# REQUEST
Arrange the entire listing below as a JSON list of strings, with one string per line and no blank lines. Omit the pictures from your answer.

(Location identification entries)

************

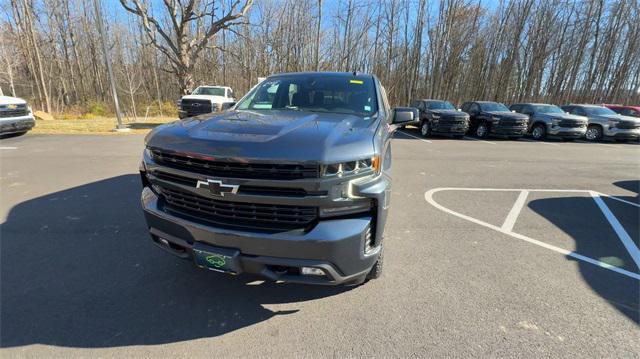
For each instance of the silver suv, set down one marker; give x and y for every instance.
(603, 122)
(550, 120)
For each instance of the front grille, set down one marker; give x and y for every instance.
(237, 214)
(512, 122)
(571, 123)
(236, 169)
(452, 121)
(196, 107)
(16, 111)
(627, 125)
(244, 189)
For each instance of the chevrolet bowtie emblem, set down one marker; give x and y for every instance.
(217, 188)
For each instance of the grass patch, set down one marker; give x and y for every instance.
(98, 125)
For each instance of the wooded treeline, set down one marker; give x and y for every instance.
(556, 51)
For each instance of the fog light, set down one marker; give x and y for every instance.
(311, 271)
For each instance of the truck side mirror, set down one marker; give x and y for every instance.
(227, 105)
(404, 114)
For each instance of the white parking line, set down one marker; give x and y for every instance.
(510, 221)
(477, 139)
(504, 229)
(622, 234)
(598, 143)
(416, 137)
(618, 199)
(543, 142)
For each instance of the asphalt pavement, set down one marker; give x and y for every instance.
(493, 248)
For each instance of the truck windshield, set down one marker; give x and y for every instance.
(315, 93)
(547, 109)
(493, 106)
(211, 91)
(440, 105)
(599, 111)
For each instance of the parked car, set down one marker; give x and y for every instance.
(206, 99)
(633, 111)
(550, 120)
(440, 117)
(15, 116)
(603, 122)
(493, 118)
(293, 183)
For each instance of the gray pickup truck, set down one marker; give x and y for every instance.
(550, 120)
(605, 123)
(293, 183)
(16, 117)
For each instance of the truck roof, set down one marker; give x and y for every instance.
(307, 73)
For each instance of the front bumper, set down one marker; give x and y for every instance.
(508, 131)
(566, 132)
(336, 246)
(16, 124)
(451, 129)
(623, 134)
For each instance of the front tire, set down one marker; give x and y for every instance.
(425, 129)
(539, 132)
(594, 133)
(482, 131)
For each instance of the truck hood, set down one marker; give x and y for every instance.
(620, 118)
(449, 113)
(562, 116)
(278, 136)
(213, 99)
(8, 100)
(508, 114)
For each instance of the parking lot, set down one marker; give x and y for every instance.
(493, 248)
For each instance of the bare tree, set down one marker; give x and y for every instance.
(180, 42)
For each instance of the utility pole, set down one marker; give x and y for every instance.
(119, 127)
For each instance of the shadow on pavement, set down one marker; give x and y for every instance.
(78, 270)
(144, 125)
(586, 229)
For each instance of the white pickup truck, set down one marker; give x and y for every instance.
(206, 99)
(15, 116)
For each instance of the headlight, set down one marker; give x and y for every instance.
(351, 167)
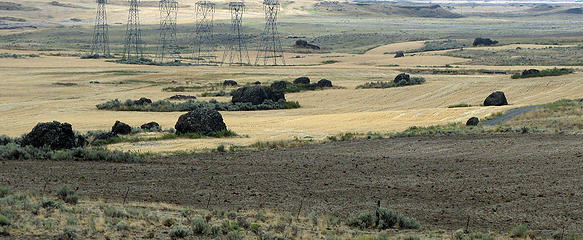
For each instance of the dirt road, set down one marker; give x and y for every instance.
(497, 182)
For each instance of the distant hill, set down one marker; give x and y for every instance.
(373, 8)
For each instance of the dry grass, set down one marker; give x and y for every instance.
(31, 96)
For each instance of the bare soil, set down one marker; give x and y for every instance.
(497, 182)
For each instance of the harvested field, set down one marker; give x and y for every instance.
(497, 182)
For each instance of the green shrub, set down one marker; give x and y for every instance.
(4, 221)
(520, 231)
(4, 191)
(200, 227)
(178, 232)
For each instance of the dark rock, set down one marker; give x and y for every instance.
(54, 135)
(201, 120)
(104, 136)
(143, 101)
(473, 121)
(402, 77)
(530, 72)
(121, 128)
(280, 85)
(305, 44)
(152, 126)
(302, 80)
(399, 54)
(484, 42)
(230, 83)
(324, 83)
(496, 99)
(182, 97)
(256, 95)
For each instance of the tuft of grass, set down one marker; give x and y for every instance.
(178, 232)
(4, 221)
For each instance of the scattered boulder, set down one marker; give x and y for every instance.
(256, 95)
(305, 44)
(152, 126)
(496, 99)
(280, 85)
(302, 80)
(484, 42)
(54, 135)
(399, 54)
(104, 136)
(402, 77)
(324, 83)
(143, 101)
(121, 128)
(201, 120)
(231, 83)
(473, 121)
(182, 97)
(530, 72)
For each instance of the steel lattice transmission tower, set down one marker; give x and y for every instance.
(100, 42)
(270, 47)
(133, 37)
(204, 42)
(168, 48)
(237, 52)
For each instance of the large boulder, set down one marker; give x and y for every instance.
(484, 42)
(530, 72)
(473, 121)
(121, 128)
(201, 120)
(256, 95)
(496, 99)
(302, 80)
(143, 101)
(280, 85)
(230, 83)
(324, 83)
(402, 77)
(152, 126)
(54, 135)
(399, 54)
(305, 44)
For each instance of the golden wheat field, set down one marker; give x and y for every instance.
(35, 90)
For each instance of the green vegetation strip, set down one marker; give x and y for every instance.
(167, 106)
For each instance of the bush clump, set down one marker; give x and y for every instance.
(544, 73)
(68, 195)
(167, 106)
(178, 232)
(402, 83)
(12, 151)
(384, 219)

************

# SOLUTION TO THIS PROBLEM
[
  "For each instance of the silver suv, set down one marker; give x and y for every instance.",
  "(603, 122)",
  "(550, 120)",
  "For each instance of the front grille, set down one marker; give x and y for every instance.",
  "(237, 214)",
  "(512, 122)",
  "(571, 123)",
  "(236, 169)",
  "(452, 121)",
  "(196, 107)",
  "(16, 111)",
  "(627, 125)",
  "(244, 189)",
  "For each instance of the chevrolet bowtie emblem, set down one marker; give x and y for every instance.",
  "(217, 188)",
  "For each instance of the grass patch, set down one marker; give x and y for every instance.",
  "(98, 125)",
  "For each instance of the wooded treeline, set down one marker; give x and y for every instance.",
  "(556, 51)",
  "For each instance of the fog light, set down one marker; give x and y for every instance.",
  "(311, 271)",
  "For each instance of the truck side mirror, set down one marker; give x and y for every instance.",
  "(227, 105)",
  "(404, 114)",
  "For each instance of the white parking line, set down one marker; give x and y for every instance.",
  "(510, 221)",
  "(477, 139)",
  "(504, 229)",
  "(622, 234)",
  "(598, 143)",
  "(416, 137)",
  "(618, 199)",
  "(543, 142)",
  "For each instance of the asphalt pavement, set down one marker; give x and y for every instance.",
  "(493, 248)",
  "For each instance of the truck windshield, set down one marker; give x and y for every instance.",
  "(315, 93)",
  "(547, 109)",
  "(493, 106)",
  "(211, 91)",
  "(440, 105)",
  "(599, 111)",
  "For each instance of the parked car, set down one marker; give x and y for every instance.",
  "(206, 99)",
  "(633, 111)",
  "(550, 120)",
  "(440, 117)",
  "(15, 116)",
  "(603, 122)",
  "(493, 118)",
  "(293, 183)",
  "For each instance of the gray pickup truck, set down one marker; give x and y for every instance.",
  "(550, 120)",
  "(605, 123)",
  "(293, 183)",
  "(16, 117)",
  "For each instance of the truck roof, set down one marker; give x and y for every instance.",
  "(307, 73)",
  "For each instance of the front bumper, set down one marker; give x and y for every instance.",
  "(508, 131)",
  "(566, 132)",
  "(336, 246)",
  "(16, 124)",
  "(451, 129)",
  "(623, 134)",
  "For each instance of the front tire, set down one marker; give x and y for every instance.",
  "(425, 129)",
  "(539, 132)",
  "(594, 133)",
  "(482, 131)",
  "For each instance of the truck hood, set down one marker; give x and y for every instance.",
  "(620, 118)",
  "(449, 113)",
  "(562, 116)",
  "(278, 136)",
  "(213, 99)",
  "(8, 100)",
  "(508, 114)",
  "For each instance of the parking lot, set down one marker; give x and y for every instance.",
  "(493, 248)",
  "For each instance of the bare tree, set down one marker; give x and y for every instance.",
  "(180, 42)",
  "For each instance of the utility pole, set down one marker; give x and y for every instance.",
  "(119, 127)",
  "For each instance of the shadow on pavement, set down one marker; give x and y for every instance.",
  "(78, 270)",
  "(144, 125)",
  "(586, 229)",
  "For each instance of the white pickup truck, set down one marker; give x and y for every instance.",
  "(206, 99)",
  "(15, 116)",
  "For each instance of the headlight, set down one marker; give x and y for every instance.",
  "(351, 167)",
  "For each instance of the dirt road, set down one marker; give x and y for every instance.",
  "(497, 182)",
  "For each instance of the distant hill, set down one marker; give x and y for every instance.",
  "(373, 8)",
  "For each instance of the dry grass, set down one marker; give x and y for every instance.",
  "(31, 96)",
  "For each instance of the bare soil, set down one marker; give x and y for every instance.",
  "(497, 182)",
  "For each instance of the harvested field, set down one marker; give x and y for every instance.",
  "(497, 182)",
  "For each instance of the green shrub, set down one marker; give x and y for every instance.",
  "(4, 221)",
  "(520, 231)",
  "(4, 191)",
  "(200, 227)",
  "(178, 232)",
  "For each instance of the dark rock, set down one marker; give x and y for every instance.",
  "(54, 135)",
  "(201, 120)",
  "(104, 136)",
  "(143, 101)",
  "(473, 121)",
  "(402, 77)",
  "(530, 72)",
  "(121, 128)",
  "(280, 85)",
  "(305, 44)",
  "(152, 126)",
  "(302, 80)",
  "(399, 54)",
  "(484, 42)",
  "(230, 83)",
  "(324, 83)",
  "(496, 99)",
  "(182, 97)",
  "(256, 95)",
  "For each instance of the tuft of grass, set down one marker; give x and y for every instance.",
  "(178, 232)",
  "(4, 221)",
  "For each instance of the scattered boulder, set down one marker; give x and y for every instance.",
  "(256, 95)",
  "(305, 44)",
  "(152, 126)",
  "(496, 99)",
  "(280, 85)",
  "(302, 80)",
  "(484, 42)",
  "(54, 135)",
  "(399, 54)",
  "(104, 136)",
  "(402, 77)",
  "(324, 83)",
  "(143, 101)",
  "(121, 128)",
  "(201, 120)",
  "(231, 83)",
  "(473, 121)",
  "(182, 97)",
  "(530, 72)",
  "For each instance of the steel lattice transmission tower, set down one marker; give x and y for every instance.",
  "(100, 42)",
  "(270, 47)",
  "(133, 37)",
  "(204, 42)",
  "(168, 48)",
  "(237, 52)",
  "For each instance of the large boulder, set down one marker; give x and y for every instance.",
  "(484, 42)",
  "(530, 72)",
  "(473, 121)",
  "(121, 128)",
  "(201, 120)",
  "(256, 95)",
  "(496, 99)",
  "(302, 80)",
  "(143, 101)",
  "(280, 85)",
  "(230, 83)",
  "(324, 83)",
  "(402, 77)",
  "(152, 126)",
  "(54, 135)",
  "(399, 54)",
  "(305, 44)",
  "For each instance of the golden wheat field, set down one marker; give x and y for every instance.",
  "(35, 90)",
  "For each instance of the green vegetation strip, set down one marker; give x and y for every instance.",
  "(167, 106)",
  "For each instance of the bush clump, set down one marker; give x and y for every instance.",
  "(544, 73)",
  "(68, 195)",
  "(167, 106)",
  "(178, 232)",
  "(402, 83)",
  "(12, 151)",
  "(384, 219)"
]